### [MATERIAL PROVIDED]

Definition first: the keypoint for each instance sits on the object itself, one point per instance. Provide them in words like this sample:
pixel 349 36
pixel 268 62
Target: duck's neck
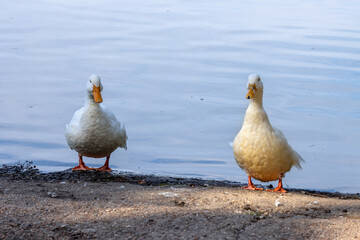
pixel 255 114
pixel 256 102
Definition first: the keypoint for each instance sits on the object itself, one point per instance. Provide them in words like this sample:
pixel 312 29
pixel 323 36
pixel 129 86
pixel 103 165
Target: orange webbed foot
pixel 104 169
pixel 252 188
pixel 279 188
pixel 82 168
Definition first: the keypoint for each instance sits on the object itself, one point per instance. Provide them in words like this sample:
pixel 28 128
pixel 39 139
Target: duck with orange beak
pixel 260 149
pixel 94 131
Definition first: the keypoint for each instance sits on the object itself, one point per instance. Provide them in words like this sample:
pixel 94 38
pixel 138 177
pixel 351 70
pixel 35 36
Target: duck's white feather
pixel 261 150
pixel 94 131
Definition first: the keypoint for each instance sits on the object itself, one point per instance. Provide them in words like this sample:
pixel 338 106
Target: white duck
pixel 261 150
pixel 94 131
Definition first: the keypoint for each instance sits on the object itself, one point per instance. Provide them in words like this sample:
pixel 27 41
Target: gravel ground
pixel 91 205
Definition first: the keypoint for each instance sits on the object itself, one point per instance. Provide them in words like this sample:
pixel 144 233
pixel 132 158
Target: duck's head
pixel 95 87
pixel 255 86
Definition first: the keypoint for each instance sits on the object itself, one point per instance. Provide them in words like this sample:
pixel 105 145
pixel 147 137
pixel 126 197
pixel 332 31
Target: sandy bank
pixel 124 206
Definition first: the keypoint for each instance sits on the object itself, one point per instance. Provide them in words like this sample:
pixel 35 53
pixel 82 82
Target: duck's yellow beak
pixel 251 93
pixel 97 94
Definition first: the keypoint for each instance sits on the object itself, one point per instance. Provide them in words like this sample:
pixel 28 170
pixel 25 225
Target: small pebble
pixel 278 203
pixel 169 194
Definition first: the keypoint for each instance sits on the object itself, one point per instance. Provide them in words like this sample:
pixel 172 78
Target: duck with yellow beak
pixel 94 131
pixel 261 150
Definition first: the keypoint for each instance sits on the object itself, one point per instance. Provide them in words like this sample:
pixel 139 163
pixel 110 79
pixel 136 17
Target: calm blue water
pixel 175 73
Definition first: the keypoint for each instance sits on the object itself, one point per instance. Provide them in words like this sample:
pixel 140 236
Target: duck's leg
pixel 279 188
pixel 251 186
pixel 81 166
pixel 106 165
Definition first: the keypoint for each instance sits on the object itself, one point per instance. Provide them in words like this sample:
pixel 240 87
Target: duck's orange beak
pixel 251 93
pixel 97 94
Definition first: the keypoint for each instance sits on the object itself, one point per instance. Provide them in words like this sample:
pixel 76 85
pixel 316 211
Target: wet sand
pixel 92 205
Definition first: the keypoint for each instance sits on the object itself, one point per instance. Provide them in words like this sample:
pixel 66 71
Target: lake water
pixel 175 73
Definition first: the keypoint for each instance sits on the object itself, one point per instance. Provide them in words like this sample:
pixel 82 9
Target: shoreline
pixel 27 171
pixel 97 205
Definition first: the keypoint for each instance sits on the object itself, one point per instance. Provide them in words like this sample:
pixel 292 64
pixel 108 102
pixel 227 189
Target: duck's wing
pixel 73 128
pixel 118 129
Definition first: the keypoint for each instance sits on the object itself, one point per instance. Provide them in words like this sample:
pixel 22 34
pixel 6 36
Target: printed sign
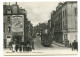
pixel 17 23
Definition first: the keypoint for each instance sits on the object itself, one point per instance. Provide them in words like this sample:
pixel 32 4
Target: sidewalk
pixel 59 44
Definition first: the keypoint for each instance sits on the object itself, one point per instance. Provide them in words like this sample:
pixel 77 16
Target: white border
pixel 1 23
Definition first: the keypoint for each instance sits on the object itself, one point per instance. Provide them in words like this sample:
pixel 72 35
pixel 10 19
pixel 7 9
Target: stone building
pixel 15 24
pixel 64 22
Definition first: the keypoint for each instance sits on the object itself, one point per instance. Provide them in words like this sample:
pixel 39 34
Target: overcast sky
pixel 38 12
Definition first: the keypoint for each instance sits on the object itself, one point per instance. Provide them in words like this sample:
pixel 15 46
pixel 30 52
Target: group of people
pixel 21 47
pixel 73 45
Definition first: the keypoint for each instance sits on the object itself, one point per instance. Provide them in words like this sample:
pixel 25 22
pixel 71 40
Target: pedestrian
pixel 10 45
pixel 33 44
pixel 13 47
pixel 75 45
pixel 29 45
pixel 17 46
pixel 20 47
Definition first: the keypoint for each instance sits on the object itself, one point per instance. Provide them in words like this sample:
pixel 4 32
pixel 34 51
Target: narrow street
pixel 40 49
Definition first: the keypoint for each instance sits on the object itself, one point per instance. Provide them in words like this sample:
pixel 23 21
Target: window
pixel 63 24
pixel 75 11
pixel 4 27
pixel 8 11
pixel 9 29
pixel 63 13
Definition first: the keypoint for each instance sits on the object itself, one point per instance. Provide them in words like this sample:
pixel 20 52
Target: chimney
pixel 16 3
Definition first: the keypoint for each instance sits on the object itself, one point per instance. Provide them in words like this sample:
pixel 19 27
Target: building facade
pixel 16 24
pixel 64 22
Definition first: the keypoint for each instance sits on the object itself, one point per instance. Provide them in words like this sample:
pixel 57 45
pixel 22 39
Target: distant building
pixel 64 22
pixel 15 23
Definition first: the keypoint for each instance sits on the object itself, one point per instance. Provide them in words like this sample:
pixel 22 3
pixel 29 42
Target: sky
pixel 38 12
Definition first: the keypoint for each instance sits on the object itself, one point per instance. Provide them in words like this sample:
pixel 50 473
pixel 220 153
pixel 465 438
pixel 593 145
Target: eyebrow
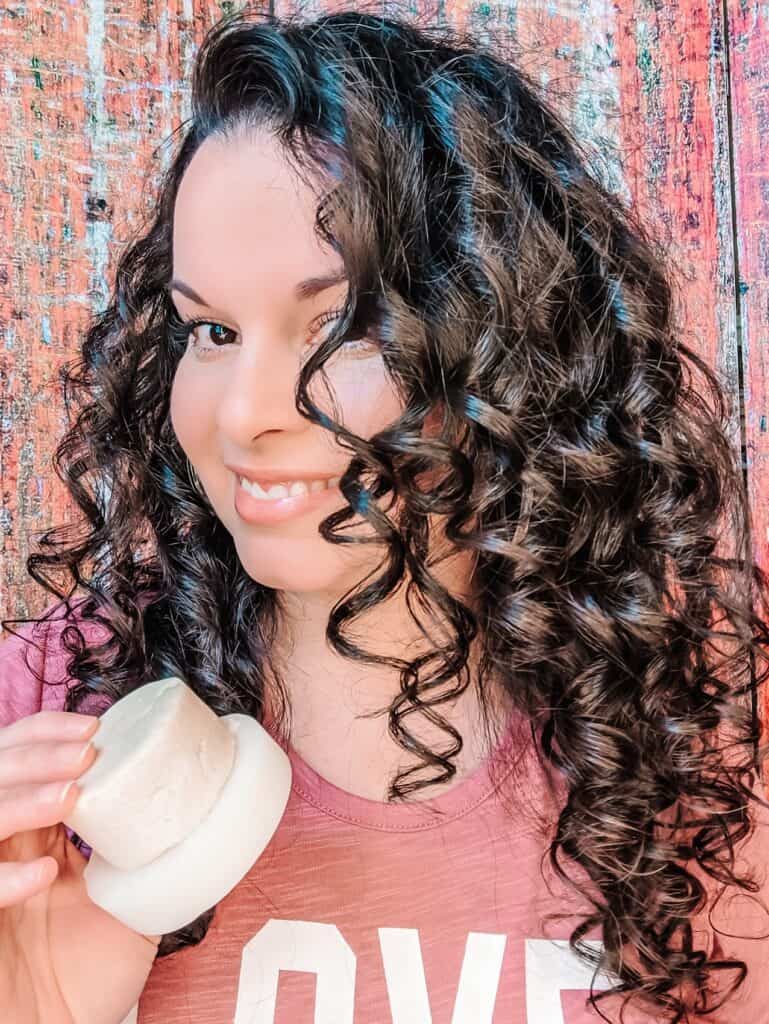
pixel 306 289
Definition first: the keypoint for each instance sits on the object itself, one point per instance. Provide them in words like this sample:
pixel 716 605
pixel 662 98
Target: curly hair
pixel 578 460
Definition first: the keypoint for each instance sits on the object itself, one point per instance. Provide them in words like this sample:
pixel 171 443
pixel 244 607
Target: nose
pixel 258 393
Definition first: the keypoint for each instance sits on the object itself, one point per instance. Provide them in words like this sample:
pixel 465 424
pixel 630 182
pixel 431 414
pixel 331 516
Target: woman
pixel 469 581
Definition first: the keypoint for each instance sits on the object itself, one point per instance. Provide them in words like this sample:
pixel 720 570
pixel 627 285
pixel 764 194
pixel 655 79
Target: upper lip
pixel 279 475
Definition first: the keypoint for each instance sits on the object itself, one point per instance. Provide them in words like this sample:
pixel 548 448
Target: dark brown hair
pixel 577 457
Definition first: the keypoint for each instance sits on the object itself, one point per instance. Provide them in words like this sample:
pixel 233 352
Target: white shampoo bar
pixel 163 760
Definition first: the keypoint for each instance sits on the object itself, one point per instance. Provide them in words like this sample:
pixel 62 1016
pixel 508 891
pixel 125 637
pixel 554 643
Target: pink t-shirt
pixel 366 912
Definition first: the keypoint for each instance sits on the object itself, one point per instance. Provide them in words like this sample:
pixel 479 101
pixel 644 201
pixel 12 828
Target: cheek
pixel 367 397
pixel 187 409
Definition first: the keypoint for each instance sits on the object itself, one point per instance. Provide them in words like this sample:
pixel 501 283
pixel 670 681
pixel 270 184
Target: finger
pixel 26 808
pixel 47 726
pixel 39 763
pixel 22 880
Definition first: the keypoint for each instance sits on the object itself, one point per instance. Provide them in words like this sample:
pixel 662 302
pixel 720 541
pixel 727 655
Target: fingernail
pixel 55 792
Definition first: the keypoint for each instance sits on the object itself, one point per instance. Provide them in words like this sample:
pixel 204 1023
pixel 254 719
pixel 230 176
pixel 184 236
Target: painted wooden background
pixel 673 94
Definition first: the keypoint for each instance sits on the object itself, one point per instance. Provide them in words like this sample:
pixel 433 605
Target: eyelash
pixel 181 329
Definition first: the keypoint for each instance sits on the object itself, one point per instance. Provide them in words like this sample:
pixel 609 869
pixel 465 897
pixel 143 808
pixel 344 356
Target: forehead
pixel 243 226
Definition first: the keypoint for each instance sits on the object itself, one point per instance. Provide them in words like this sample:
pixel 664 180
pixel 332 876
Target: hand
pixel 62 958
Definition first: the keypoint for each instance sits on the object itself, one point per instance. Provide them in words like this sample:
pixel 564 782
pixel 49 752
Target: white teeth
pixel 292 489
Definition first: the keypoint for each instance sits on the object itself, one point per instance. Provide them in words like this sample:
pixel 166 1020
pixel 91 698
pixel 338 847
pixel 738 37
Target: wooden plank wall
pixel 673 96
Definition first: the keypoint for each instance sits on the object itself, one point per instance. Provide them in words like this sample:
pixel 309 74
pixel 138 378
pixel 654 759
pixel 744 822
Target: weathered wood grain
pixel 90 94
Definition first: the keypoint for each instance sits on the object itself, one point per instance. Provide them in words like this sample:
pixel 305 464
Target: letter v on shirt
pixel 366 912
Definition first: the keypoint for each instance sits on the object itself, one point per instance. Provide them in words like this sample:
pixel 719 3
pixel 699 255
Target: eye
pixel 181 330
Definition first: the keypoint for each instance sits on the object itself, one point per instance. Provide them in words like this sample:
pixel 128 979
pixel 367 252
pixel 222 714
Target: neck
pixel 329 694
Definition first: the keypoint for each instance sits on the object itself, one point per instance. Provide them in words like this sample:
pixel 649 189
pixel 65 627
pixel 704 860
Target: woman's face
pixel 243 241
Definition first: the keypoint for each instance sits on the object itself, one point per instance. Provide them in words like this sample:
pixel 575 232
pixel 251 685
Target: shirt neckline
pixel 418 815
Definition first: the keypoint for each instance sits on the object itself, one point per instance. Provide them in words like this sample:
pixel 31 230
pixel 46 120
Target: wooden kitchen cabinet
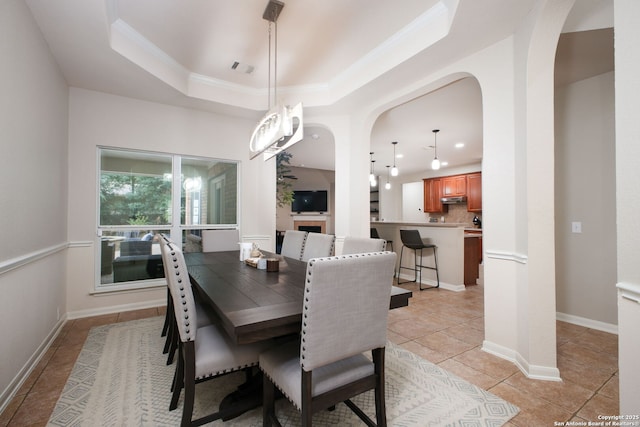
pixel 432 196
pixel 453 186
pixel 474 192
pixel 471 259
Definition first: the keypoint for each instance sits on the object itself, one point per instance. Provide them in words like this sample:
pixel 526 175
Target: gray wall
pixel 585 192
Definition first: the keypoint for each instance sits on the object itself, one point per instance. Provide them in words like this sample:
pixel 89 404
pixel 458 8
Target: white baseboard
pixel 588 323
pixel 17 382
pixel 546 373
pixel 116 309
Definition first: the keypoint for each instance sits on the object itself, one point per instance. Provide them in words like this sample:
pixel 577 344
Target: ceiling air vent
pixel 243 68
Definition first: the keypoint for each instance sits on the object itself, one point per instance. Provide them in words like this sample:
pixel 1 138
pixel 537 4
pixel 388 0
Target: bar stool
pixel 375 235
pixel 412 240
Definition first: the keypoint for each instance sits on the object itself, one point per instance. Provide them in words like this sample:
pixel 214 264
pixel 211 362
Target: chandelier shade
pixel 435 163
pixel 394 169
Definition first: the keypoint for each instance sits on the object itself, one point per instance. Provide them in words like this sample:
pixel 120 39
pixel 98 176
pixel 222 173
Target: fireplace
pixel 310 228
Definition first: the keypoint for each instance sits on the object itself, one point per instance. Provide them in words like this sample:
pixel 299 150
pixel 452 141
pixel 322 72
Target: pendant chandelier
pixel 394 169
pixel 372 176
pixel 387 186
pixel 281 126
pixel 435 163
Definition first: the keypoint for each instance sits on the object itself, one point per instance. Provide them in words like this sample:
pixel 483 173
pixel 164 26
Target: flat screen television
pixel 309 201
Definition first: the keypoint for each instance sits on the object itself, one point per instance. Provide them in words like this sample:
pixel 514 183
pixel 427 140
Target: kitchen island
pixel 450 240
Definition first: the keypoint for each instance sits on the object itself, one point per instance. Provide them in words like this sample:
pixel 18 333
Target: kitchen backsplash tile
pixel 457 214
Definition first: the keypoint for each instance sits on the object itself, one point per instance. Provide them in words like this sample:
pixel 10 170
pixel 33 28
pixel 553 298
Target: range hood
pixel 453 200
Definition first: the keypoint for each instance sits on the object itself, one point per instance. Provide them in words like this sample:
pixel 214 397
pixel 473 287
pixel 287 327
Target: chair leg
pixel 179 381
pixel 381 412
pixel 268 401
pixel 189 369
pixel 400 267
pixel 435 267
pixel 173 343
pixel 307 414
pixel 165 327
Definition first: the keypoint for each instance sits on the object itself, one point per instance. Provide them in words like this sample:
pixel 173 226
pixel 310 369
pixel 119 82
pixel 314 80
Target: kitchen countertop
pixel 424 224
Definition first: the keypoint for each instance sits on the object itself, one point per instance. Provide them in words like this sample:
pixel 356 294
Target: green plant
pixel 284 187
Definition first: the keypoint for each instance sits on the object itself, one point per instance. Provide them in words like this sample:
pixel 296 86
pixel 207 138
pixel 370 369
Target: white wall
pixel 627 65
pixel 585 192
pixel 98 119
pixel 33 194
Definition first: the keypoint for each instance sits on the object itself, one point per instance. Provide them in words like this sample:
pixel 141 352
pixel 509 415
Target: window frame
pixel 175 226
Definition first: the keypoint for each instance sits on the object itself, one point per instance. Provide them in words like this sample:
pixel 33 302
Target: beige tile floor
pixel 444 327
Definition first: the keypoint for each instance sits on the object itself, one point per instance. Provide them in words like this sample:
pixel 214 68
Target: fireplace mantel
pixel 310 221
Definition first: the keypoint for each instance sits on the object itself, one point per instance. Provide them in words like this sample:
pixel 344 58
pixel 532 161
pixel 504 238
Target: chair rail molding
pixel 25 259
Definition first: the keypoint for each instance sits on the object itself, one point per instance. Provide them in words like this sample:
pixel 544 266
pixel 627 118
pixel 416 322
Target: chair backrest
pixel 318 245
pixel 346 306
pixel 293 243
pixel 360 245
pixel 180 288
pixel 220 240
pixel 135 247
pixel 411 239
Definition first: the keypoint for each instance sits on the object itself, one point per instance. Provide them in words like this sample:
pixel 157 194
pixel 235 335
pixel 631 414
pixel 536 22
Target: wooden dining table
pixel 255 304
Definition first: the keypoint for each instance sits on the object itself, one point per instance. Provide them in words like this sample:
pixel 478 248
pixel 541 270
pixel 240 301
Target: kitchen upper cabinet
pixel 432 196
pixel 453 186
pixel 474 192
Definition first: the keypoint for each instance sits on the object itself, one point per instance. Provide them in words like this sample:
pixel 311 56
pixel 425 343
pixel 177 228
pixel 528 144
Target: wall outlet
pixel 576 227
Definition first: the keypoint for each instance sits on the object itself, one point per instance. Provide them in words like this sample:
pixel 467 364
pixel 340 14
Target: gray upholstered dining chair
pixel 359 245
pixel 205 317
pixel 204 353
pixel 293 243
pixel 318 245
pixel 327 366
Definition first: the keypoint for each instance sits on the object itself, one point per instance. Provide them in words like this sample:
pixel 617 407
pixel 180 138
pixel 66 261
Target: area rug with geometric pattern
pixel 121 379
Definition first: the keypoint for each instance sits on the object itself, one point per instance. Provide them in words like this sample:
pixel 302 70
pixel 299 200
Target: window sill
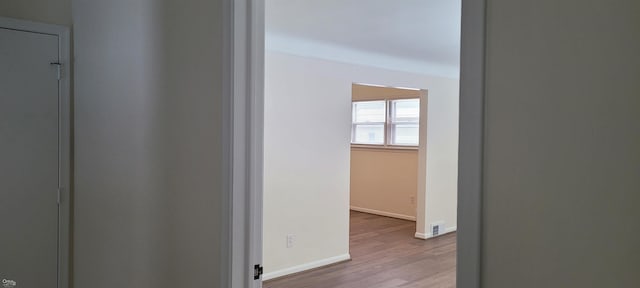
pixel 385 147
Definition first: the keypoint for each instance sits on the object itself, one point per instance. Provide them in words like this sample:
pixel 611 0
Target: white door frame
pixel 244 98
pixel 64 140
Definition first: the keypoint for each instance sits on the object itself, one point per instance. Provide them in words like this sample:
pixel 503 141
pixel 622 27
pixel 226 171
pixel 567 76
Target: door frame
pixel 244 98
pixel 64 132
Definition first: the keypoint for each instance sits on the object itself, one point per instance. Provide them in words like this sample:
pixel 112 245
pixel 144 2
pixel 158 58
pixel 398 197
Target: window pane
pixel 405 110
pixel 405 134
pixel 369 134
pixel 369 111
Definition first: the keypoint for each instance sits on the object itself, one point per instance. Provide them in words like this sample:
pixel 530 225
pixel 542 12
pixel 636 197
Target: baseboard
pixel 428 236
pixel 305 267
pixel 383 213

### [PROBLEM]
Omit every picture, and please return the entries exactly from the first line through the line with "pixel 132 158", both included.

### [PROBLEM SOLUTION]
Definition first: the keypoint for each instance sits on the object itself, one point per instance. Provide them in words like this sample:
pixel 349 36
pixel 268 62
Target: duck's neck
pixel 255 114
pixel 256 102
Definition first: the keypoint for each instance sits on the object itself, one point per instance. Provide them in words like this sample:
pixel 312 29
pixel 323 36
pixel 129 86
pixel 103 165
Target: orange webbed foot
pixel 104 169
pixel 252 188
pixel 279 188
pixel 82 168
Definition first: the keypoint for each instance sits on the object itself, one point per instance. Provide them in words like this sample:
pixel 28 128
pixel 39 139
Target: duck with orange beak
pixel 260 149
pixel 94 131
Definition first: the keypoint for each instance sits on the object itself, one point per instance. Provide them in words like this sample:
pixel 94 38
pixel 138 177
pixel 351 70
pixel 35 36
Target: duck's white feather
pixel 261 150
pixel 94 131
Definition first: the keypoint for each instance sits on the object itself, one point per instance. Provide them in words like this sample:
pixel 338 106
Target: white duck
pixel 261 150
pixel 94 131
Definition first: the keypoint for each instance sits on the object itself, one point per instance. Provide them in words like this sample:
pixel 27 41
Target: gravel ground
pixel 91 205
Definition first: the keypoint for each instance sits on the object itself, one point per instance. Provide them in words like this sample:
pixel 144 233
pixel 132 158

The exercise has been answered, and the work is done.